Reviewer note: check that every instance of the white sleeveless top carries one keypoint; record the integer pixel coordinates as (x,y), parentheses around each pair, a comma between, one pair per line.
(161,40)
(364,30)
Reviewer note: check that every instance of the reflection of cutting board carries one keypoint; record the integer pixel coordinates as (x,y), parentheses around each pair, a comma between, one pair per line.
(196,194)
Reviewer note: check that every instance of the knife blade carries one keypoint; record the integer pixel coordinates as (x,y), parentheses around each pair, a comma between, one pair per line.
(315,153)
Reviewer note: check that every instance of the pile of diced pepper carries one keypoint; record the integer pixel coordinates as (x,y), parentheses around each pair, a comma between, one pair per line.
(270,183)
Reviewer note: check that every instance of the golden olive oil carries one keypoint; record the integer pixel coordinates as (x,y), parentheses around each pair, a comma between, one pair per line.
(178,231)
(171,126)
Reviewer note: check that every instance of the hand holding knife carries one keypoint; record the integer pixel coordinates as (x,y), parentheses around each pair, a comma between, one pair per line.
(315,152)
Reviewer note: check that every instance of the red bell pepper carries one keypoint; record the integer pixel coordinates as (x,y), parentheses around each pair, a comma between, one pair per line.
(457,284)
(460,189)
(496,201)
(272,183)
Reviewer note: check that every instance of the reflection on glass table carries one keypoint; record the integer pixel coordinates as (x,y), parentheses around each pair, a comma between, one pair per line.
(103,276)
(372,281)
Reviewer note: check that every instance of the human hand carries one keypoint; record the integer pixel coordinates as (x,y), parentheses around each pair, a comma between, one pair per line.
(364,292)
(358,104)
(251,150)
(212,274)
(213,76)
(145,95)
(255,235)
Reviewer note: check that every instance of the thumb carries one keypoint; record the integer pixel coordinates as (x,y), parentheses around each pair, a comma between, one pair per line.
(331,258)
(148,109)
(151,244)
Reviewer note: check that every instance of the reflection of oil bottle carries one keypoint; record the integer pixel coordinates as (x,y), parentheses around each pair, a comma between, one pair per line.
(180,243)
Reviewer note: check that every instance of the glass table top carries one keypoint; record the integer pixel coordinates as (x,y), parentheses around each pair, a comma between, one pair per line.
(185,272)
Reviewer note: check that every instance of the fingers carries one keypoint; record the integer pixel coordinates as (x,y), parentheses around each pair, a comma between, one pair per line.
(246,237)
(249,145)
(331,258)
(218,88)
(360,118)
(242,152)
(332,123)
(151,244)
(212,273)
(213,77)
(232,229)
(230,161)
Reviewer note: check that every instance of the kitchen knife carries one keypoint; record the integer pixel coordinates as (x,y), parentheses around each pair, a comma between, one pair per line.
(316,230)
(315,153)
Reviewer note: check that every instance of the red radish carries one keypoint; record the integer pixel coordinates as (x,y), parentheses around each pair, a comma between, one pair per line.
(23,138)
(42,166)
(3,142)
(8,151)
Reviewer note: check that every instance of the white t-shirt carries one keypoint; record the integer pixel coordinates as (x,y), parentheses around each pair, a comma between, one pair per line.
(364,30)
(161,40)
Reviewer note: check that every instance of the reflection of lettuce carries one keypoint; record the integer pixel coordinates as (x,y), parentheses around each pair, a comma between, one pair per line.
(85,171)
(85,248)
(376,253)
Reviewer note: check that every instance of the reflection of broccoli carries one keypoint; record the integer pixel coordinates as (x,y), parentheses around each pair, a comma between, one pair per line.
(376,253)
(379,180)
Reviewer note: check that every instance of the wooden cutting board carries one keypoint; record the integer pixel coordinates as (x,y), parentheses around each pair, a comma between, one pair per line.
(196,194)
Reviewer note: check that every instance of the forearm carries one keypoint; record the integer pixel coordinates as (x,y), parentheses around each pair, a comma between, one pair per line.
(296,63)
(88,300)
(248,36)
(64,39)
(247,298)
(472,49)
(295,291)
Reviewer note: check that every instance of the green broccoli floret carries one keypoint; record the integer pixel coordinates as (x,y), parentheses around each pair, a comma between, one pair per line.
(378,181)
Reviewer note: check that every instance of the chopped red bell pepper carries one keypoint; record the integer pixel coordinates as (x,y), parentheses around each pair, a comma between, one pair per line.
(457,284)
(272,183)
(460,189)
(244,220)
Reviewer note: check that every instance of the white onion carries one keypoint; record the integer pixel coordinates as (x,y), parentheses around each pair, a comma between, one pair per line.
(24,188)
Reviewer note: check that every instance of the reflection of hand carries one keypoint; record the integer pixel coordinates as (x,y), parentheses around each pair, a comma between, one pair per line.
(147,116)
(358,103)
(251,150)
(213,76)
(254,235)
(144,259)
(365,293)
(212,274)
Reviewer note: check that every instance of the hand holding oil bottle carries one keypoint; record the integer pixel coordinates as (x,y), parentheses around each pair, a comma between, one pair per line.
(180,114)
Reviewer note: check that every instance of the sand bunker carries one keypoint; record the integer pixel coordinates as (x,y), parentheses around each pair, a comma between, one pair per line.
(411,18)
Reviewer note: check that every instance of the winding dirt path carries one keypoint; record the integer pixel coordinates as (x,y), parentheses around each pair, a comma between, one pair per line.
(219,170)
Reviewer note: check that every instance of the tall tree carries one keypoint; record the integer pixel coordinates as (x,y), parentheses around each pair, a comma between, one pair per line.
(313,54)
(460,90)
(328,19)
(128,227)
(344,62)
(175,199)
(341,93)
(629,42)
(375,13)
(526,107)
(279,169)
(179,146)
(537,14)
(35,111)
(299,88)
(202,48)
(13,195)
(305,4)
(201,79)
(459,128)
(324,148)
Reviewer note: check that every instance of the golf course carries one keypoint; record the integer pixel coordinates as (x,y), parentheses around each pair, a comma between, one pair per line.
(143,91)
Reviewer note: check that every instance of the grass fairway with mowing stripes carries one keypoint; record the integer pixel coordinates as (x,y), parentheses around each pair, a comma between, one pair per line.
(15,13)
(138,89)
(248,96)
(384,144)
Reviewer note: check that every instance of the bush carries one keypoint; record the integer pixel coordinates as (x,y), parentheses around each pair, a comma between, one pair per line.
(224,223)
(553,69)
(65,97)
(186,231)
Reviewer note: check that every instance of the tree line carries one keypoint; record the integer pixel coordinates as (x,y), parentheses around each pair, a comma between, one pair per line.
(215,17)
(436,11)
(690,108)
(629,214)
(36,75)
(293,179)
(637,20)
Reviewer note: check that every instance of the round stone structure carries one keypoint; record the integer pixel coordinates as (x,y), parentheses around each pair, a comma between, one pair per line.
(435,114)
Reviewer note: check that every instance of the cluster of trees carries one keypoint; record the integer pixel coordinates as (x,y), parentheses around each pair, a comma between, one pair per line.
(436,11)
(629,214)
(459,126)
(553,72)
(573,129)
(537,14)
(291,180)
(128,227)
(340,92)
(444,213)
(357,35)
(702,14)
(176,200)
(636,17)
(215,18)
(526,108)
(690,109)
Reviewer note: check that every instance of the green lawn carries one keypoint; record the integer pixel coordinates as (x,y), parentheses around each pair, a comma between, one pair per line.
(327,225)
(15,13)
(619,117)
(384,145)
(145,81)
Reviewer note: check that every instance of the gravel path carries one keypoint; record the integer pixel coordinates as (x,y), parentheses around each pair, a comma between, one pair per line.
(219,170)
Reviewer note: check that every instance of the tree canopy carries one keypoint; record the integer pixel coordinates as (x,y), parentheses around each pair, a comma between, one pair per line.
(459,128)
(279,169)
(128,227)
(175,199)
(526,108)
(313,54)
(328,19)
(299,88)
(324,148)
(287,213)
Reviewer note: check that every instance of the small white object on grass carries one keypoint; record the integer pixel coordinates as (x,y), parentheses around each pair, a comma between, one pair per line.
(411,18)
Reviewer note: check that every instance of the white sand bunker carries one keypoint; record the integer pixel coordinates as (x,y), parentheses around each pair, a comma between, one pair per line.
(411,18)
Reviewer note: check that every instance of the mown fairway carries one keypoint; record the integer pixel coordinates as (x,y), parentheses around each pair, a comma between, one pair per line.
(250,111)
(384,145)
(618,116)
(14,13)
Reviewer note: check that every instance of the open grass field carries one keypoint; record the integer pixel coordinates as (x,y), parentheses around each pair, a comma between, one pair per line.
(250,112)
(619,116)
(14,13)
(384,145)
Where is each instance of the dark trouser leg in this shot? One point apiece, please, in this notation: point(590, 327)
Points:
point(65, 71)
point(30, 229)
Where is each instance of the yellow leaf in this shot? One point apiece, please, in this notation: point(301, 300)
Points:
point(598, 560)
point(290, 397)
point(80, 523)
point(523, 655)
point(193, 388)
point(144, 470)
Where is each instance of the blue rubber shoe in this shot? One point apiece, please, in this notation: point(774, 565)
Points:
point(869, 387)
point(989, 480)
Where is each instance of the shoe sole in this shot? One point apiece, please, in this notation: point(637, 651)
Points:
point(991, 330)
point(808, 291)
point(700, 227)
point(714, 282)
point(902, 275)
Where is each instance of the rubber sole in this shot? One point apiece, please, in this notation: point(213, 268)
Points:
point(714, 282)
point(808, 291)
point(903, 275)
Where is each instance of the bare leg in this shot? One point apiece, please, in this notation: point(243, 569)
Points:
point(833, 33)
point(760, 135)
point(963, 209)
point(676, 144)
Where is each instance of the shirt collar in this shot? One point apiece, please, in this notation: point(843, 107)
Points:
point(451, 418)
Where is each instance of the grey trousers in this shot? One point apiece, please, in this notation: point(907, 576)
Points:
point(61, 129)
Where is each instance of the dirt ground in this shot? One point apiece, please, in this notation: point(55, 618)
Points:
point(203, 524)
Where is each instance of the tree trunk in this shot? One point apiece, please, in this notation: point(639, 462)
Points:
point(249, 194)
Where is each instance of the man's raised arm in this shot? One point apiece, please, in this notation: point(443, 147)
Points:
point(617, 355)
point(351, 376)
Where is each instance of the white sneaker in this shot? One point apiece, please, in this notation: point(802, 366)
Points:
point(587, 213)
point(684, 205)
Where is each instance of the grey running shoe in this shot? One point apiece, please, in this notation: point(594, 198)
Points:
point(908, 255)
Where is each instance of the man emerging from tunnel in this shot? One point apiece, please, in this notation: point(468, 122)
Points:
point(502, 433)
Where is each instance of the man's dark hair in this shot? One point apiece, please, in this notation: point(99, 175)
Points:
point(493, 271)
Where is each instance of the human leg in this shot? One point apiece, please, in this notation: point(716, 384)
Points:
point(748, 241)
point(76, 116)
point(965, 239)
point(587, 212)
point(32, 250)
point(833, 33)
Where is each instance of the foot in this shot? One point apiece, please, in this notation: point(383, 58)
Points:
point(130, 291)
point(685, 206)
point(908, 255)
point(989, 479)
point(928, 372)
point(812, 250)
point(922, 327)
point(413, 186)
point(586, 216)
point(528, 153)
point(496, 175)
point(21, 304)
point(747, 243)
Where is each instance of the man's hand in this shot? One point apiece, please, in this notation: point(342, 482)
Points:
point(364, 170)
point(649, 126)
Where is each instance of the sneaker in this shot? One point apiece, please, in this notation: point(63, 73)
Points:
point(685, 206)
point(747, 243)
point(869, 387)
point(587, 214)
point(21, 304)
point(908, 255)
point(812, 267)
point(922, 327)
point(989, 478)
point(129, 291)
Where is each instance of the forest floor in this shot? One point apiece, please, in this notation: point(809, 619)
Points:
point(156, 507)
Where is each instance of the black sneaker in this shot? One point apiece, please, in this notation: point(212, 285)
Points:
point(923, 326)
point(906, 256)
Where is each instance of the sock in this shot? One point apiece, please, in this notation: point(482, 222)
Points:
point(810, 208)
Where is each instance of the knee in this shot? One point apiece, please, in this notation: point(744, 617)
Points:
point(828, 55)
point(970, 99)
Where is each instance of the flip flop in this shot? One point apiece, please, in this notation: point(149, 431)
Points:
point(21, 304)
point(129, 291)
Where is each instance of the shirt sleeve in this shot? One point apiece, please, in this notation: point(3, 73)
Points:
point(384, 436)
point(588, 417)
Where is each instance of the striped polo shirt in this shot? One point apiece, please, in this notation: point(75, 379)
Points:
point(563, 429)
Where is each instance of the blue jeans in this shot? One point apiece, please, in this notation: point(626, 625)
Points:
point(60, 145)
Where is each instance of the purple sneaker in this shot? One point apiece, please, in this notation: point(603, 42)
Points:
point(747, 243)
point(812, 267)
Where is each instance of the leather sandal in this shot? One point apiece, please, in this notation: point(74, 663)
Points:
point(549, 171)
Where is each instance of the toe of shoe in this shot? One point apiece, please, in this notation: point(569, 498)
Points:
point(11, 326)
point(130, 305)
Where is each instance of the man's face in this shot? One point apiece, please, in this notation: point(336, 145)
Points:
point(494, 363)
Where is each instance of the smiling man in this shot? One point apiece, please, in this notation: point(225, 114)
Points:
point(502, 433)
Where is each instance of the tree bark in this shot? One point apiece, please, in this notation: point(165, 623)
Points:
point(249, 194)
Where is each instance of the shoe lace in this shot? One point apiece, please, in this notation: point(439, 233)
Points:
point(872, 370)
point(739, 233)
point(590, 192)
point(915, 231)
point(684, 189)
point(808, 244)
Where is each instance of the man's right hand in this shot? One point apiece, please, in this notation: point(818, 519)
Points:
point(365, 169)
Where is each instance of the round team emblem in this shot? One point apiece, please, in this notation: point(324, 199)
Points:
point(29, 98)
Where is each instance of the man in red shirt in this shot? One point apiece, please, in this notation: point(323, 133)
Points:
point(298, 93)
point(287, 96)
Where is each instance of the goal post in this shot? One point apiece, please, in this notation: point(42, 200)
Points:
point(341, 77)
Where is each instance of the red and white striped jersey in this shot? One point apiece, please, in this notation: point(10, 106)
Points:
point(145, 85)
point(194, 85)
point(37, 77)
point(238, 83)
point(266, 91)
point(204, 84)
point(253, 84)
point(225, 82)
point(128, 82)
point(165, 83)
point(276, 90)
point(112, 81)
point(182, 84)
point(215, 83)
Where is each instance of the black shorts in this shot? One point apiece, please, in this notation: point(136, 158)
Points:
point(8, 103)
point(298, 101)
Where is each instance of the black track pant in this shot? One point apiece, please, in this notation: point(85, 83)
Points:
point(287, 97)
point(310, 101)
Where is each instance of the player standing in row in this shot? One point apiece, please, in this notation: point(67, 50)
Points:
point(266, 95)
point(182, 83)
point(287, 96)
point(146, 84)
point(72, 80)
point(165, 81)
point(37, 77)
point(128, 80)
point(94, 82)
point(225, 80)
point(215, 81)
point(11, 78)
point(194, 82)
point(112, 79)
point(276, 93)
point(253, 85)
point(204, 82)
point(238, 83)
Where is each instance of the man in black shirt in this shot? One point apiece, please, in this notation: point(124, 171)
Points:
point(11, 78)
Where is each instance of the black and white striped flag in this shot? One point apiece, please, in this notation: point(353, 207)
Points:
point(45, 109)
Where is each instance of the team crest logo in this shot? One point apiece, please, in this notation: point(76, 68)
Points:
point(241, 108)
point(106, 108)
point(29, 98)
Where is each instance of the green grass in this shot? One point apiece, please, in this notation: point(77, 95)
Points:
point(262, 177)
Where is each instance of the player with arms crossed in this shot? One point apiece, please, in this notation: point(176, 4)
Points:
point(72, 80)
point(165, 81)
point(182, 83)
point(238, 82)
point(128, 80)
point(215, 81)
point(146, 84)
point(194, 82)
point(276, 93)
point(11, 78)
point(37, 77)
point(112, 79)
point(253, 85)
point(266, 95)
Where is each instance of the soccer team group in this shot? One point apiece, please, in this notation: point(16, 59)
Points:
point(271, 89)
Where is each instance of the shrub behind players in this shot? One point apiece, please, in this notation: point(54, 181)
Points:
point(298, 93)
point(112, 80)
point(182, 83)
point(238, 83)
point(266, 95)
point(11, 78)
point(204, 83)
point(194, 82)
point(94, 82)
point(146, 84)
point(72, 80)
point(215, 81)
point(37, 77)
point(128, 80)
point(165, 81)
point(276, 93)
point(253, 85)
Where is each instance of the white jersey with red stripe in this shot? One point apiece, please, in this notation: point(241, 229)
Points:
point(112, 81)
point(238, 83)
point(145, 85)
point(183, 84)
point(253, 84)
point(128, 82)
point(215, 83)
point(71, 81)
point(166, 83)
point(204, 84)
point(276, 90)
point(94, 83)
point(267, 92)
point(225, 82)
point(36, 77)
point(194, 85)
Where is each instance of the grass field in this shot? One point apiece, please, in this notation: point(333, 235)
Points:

+ + + + +

THE EXERCISE |
Copy out the records verbatim, beginning with the line containing "Where is each instance of the man's hand" and continuing through the line containing "point(810, 208)", both of those lines included.

REPLY |
Where is each instance of the man's hand in this shot? One point apiece, please, in this notation: point(342, 482)
Points:
point(364, 170)
point(649, 126)
Where is each instance of the sneaker in this shot? One point apiece, please, in this notation: point(63, 73)
Points:
point(685, 206)
point(747, 243)
point(869, 387)
point(587, 214)
point(21, 304)
point(908, 255)
point(812, 267)
point(922, 327)
point(989, 478)
point(129, 291)
Where is each instance of the forest floor in this shot? One point apiece, please, in this notation: point(809, 619)
Points:
point(156, 507)
Where is each instance of the black sneaker in this shot? One point apiece, please, in this notation: point(212, 285)
Points:
point(923, 326)
point(906, 256)
Where is each instance of the sock in this shot? One point apiece, please, in this notation: point(482, 222)
Points:
point(810, 208)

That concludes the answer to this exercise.